> _Passage provided_:
______
After law school I went to work for a white-shoe, blue blood law firm where I wrote uninspired legal memorandums about jurisdiction and venue and the rule against perpetuities. Most of my output was drivel, but I was relieved to find that someone thought of a rule against perpetuity because I was two years in and it already felt like a lifetime.
Citing irreconcilable differences, I went to work for a firm where I was told I would be able to try cases defending insurance companies against unscrupulous malingerers, also known as people wanting to be paid a fair sum for a reasonable claim.
My first assignment was to research the legal effect of the term “total blindness” in a disability policy. Some greedy bastard was trying to lay claim to his benefits after having lost only 98% of his vision in a horrific industrial accident involving molten ore.
______
[Segmentation mask data]

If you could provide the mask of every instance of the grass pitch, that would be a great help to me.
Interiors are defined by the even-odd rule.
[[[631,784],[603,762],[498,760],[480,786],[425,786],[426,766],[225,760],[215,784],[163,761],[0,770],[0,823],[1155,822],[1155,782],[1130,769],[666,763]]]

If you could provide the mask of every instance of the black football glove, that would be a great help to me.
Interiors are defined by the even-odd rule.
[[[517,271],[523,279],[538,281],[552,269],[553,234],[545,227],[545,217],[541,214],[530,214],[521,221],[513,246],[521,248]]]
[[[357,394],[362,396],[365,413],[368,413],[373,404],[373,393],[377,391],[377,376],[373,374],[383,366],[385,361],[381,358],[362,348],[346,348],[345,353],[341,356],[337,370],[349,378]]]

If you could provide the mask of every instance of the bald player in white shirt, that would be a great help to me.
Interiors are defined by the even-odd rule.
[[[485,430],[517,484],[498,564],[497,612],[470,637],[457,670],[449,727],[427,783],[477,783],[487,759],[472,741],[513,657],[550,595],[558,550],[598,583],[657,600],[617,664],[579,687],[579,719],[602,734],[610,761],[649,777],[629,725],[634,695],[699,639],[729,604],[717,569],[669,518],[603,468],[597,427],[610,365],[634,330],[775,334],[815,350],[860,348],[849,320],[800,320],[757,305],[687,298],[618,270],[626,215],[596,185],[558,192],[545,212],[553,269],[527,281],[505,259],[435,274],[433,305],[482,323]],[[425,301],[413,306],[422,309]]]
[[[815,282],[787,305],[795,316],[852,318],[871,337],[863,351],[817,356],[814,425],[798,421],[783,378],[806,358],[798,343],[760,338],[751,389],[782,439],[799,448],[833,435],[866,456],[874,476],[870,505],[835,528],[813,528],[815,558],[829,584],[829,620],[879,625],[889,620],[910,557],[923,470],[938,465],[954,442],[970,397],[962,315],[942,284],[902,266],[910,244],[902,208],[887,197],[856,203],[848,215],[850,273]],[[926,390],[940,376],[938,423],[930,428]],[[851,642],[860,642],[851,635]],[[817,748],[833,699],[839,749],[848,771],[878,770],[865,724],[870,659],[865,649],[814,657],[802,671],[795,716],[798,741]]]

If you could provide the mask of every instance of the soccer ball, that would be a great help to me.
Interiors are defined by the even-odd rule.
______
Can you quote the passage on law firm work from "After law school" to "like a lifetime."?

After law school I went to work for a white-shoe, blue blood law firm where I wrote uninspired legal memorandums about jurisdiction and venue and the rule against perpetuities. Most of my output was drivel, but I was relieved to find that someone thought of a rule against perpetuity because I was two years in and it already felt like a lifetime.